Wednesday, March 18, 2009

London Calling

Busy day yesterday, giving two talks, one at The Natural History Museum, one at the British Library. Slides for the NHM talk are below. Karen James pointed out the irony that a talk where I gave the NHM a hard time for being backward about embracing digitisation can't be viewed on most PCs at the NHM because SlideShare requires a recent version of Flash (which users can't install without IT's permission), and the downloaded presentation won't open because the NHM uses an older version of MS Office. So much for my attempts to share the slides. There will also be a video available at some point.

§ **RECORDED DATA**
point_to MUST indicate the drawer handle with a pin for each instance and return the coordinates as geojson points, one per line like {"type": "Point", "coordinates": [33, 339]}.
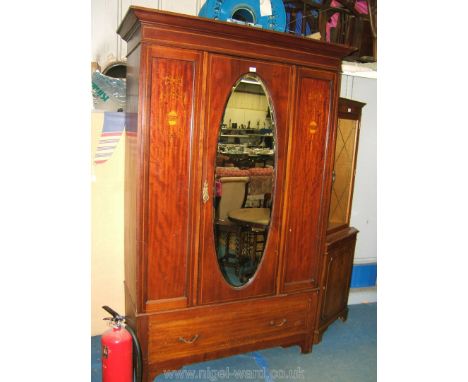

§ **WORK INSTRUCTION A**
Write out the blog entry "London Calling" from "Wednesday, March 18, 2009" up to and including "at some point.", substituting "Natural History Museum" for each occurrence of "NHM".
§ **WORK INSTRUCTION B**
Pick up the blog entry "London Calling" after its last sentence and continue it in the same voice.

§ **ANSWER SPACE A**
Wednesday, March 18, 2009

London Calling

Busy day yesterday, giving two talks, one at The Natural History Museum, one at the British Library. Slides for the Natural History Museum talk are below. Karen James pointed out the irony that a talk where I gave the Natural History Museum a hard time for being backward about embracing digitisation can't be viewed on most PCs at the Natural History Museum because SlideShare requires a recent version of Flash (which users can't install without IT's permission), and the downloaded presentation won't open because the Natural History Museum uses an older version of MS Office. So much for my attempts to share the slides. There will also be a video available at some point.

§ **ANSWER SPACE B**
The second presentation was at the British Libraries "Talk Science" series, for some background see the forum on Nature Network. There will be a podcast available of this presentation. In her introduction to my talk, Sarah Kemmitt quoted from a recent paper by Antonio G. Valdecasas ([JACC]1175-5326:1820@41 where he described Vagabundia sci:
Vagabundia comes from the Spanish word 'vagabundo' that means 'wanderer'. It is a feminine substantive; sci refers to Science Citation Index. We pointed out some time ago (Valdecasas et al. 2000) that the popularity of the Science Citation Index (SCI) as a measure of ‘good’ science has been damaging to basic taxonomic work. Despite statements to the contrary that SCI is not adequate to evaluate taxonomic production (Krell 2000), it is used routinely to evaluate taxonomists and prioritize research grant proposals. As with everything in life, SCI had a beginning and will have an end. Before it becomes history, I dedicate this species to this sociological tool that has done more harm than good to taxonomic work and the basic study of biodiversity. Young biologists avoid the 'taxonomic trap' or becoming taxonomic specialists (Agnarsson & Kuntner 2007) due to the low citation rate of strictly discovery-oriented and interpretative taxonomic publications. Lack of recognition of the value of these publications, makes it difficult for authors to obtain grants or stable professional positions.

My own feeling is that SCI probably does a reasonable job of ranking the impact of taxonomic publication, the real task is to broaden our notion of what gets cited.